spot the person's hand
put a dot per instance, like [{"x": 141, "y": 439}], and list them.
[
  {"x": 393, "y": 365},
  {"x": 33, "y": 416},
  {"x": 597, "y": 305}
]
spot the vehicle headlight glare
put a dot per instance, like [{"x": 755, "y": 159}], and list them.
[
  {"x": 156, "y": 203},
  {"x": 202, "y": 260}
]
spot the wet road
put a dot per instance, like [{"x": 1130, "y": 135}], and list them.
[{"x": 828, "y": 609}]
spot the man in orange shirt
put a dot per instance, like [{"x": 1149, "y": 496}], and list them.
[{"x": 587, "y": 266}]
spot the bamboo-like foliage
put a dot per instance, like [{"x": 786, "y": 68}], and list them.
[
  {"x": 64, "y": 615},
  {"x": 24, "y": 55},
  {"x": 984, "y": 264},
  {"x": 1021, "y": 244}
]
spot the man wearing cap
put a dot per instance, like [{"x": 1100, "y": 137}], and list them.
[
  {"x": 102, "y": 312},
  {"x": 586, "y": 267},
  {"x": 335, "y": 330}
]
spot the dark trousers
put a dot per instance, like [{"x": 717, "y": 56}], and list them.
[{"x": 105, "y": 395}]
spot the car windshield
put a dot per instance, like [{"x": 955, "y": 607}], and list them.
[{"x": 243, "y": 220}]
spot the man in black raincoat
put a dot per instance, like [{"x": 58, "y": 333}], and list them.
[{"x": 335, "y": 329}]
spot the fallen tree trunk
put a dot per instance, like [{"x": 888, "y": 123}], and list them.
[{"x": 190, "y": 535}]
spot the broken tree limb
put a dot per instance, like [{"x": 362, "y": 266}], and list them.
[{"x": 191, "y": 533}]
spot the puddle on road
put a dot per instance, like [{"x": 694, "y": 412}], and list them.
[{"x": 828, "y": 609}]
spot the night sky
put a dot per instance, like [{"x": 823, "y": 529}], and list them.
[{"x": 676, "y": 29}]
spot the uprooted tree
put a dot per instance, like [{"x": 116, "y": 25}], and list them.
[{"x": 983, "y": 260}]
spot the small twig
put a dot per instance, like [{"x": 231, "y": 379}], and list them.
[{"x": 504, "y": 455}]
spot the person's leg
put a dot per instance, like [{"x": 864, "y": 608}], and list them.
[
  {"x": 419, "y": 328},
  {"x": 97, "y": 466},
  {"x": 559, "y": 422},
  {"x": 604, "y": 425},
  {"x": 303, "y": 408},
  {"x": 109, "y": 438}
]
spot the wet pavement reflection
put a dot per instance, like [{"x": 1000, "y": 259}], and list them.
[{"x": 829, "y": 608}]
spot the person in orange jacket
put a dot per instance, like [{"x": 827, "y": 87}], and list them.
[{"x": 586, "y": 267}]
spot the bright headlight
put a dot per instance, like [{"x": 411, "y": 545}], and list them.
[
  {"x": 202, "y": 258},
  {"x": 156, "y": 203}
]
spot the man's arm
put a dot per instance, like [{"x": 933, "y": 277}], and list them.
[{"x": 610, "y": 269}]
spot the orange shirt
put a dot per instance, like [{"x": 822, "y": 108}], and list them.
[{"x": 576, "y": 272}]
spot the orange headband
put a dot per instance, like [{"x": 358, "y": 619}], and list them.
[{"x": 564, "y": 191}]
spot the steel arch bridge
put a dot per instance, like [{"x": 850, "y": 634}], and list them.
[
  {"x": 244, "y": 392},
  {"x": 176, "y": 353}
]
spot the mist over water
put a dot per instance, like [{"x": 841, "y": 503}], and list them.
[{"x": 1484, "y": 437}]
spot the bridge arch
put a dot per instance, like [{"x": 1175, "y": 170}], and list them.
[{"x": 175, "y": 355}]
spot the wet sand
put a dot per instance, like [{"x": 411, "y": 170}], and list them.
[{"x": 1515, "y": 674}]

□ □ □ □ □

Transcribe every entry exactly.

spot the person's hand
put a dot per instance, like [{"x": 141, "y": 439}], and list them.
[
  {"x": 393, "y": 365},
  {"x": 33, "y": 416},
  {"x": 597, "y": 305}
]
spot the vehicle headlight glare
put a dot per instance, like [{"x": 755, "y": 159}], and list them.
[
  {"x": 156, "y": 203},
  {"x": 202, "y": 260}
]
spot the wet road
put a dot per instance, like [{"x": 1130, "y": 135}], and list them.
[{"x": 828, "y": 609}]
spot the man in orange shirt
put a dot per instance, like [{"x": 1149, "y": 496}], and list them.
[{"x": 587, "y": 266}]
spot the bamboo-like foliage
put a dot per instance, like [{"x": 786, "y": 68}], and list them.
[
  {"x": 64, "y": 615},
  {"x": 24, "y": 55},
  {"x": 984, "y": 264},
  {"x": 1021, "y": 244}
]
spot the man wearing cap
put a dot per instance, like [{"x": 1100, "y": 137}], and list them.
[
  {"x": 102, "y": 312},
  {"x": 586, "y": 267},
  {"x": 335, "y": 330}
]
spot the dark trousers
put a dot per instance, like [{"x": 717, "y": 56}], and list them.
[{"x": 105, "y": 395}]
spot the car windshield
put a dot per instance, like [{"x": 955, "y": 607}], and list them.
[{"x": 243, "y": 220}]
spot the man in black raincoat
put a dot per instance, like [{"x": 58, "y": 333}], and list them.
[{"x": 335, "y": 329}]
spot the fallen tree trunk
put a dot per instance, like [{"x": 888, "y": 123}], and list them.
[{"x": 190, "y": 535}]
spot the broken tree limb
put a dot per instance, like [{"x": 362, "y": 266}], and list them.
[{"x": 191, "y": 533}]
spot the puddle on road
put a dot per instance, like [{"x": 694, "y": 412}], and list them.
[{"x": 828, "y": 609}]
spot the night sky
put a dot per instance, like [{"x": 823, "y": 529}], and list them.
[{"x": 676, "y": 29}]
spot the uprooted tree
put a dot per instance, like [{"x": 116, "y": 25}], and list them.
[{"x": 983, "y": 260}]
spot the small twig
put a dot per instance, like [{"x": 231, "y": 379}], and list them.
[{"x": 504, "y": 455}]
spot the person's leg
put a dot per instance, like [{"x": 864, "y": 608}], and list them.
[
  {"x": 419, "y": 328},
  {"x": 97, "y": 466},
  {"x": 559, "y": 422},
  {"x": 604, "y": 425},
  {"x": 303, "y": 408},
  {"x": 109, "y": 438}
]
spot the wet pavement reflection
put a dot per instance, like [{"x": 1000, "y": 259}], and list them.
[{"x": 829, "y": 608}]
spot the person in orange jacket
put a dot per instance, like [{"x": 827, "y": 87}], and list them.
[{"x": 586, "y": 267}]
spot the bright headlight
put a dot per instance, like [{"x": 411, "y": 545}], and list them.
[
  {"x": 202, "y": 258},
  {"x": 156, "y": 203}
]
spot the man's arm
put a dot per instance, like [{"x": 933, "y": 277}], and list them.
[{"x": 610, "y": 269}]
spot the orange shirt
put a dot per instance, like [{"x": 822, "y": 108}], and list them.
[{"x": 576, "y": 272}]
spot the orange headband
put a dot per instance, like [{"x": 358, "y": 619}], and list them.
[{"x": 564, "y": 191}]
spot the steel arch bridge
put a dot per instance, like [{"x": 850, "y": 634}], and list them.
[
  {"x": 244, "y": 392},
  {"x": 176, "y": 353}
]
spot the mist over water
put a dot per instance, like [{"x": 841, "y": 503}], and list them.
[{"x": 1484, "y": 437}]
spot the bridge arch
put a dot per instance, like [{"x": 1175, "y": 170}], and list them.
[{"x": 175, "y": 355}]
spot the wet sand
put a dot per instance, like [{"x": 411, "y": 170}], and list them.
[{"x": 1515, "y": 674}]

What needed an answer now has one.